Using primary sources and documents to discovery more on the history of those enslaved in Kentucky


Thousands of formerly enslaved African Americans were still alive when the Social Security Act was passed in 1935.

The formerly enslaved applicants were NOT compensated for slave labor via social security benefits.

The completed application forms contained the names of the parents of the formerly enslaved African Americans and additional information.

Revealing the identities of Mexicans enslaved in Kentucky is an ongoing area of research.

The research is ongoing to locate the names of the enslaved men who accompanied the Kentucky Volunteer Militia in the Mexican-American War, 1846-1848.

The U.S. military compensated the slave owners for the services of their slaves during the Mexican-American War.
****************
[Written exercise 1]
Answer these questions about the passage on enslaved people in Kentucky.
(a) In what year was the Social Security Act passed?
(b) Whose names did the completed application forms contain?
(c) Whom did the U.S. military compensate for the services of slaves during the Mexican-American War?
[Written exercise 2]
Reproduce word for word the part of the passage on enslaved people in Kentucky that opens with the words "Using primary sources" and closes with "passed in 1935.".

[Information given]
****************
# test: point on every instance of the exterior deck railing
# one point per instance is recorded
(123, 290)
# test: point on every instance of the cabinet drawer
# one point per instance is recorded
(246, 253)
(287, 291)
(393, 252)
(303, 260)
****************
[Exercise result 1]
(a) 1935
(b) The parents of the formerly enslaved African Americans
(c) The slave owners

[Exercise result 2]
Using primary sources and documents to discovery more on the history of those enslaved in Kentucky


Thousands of formerly enslaved African Americans were still alive when the Social Security Act was passed in 1935.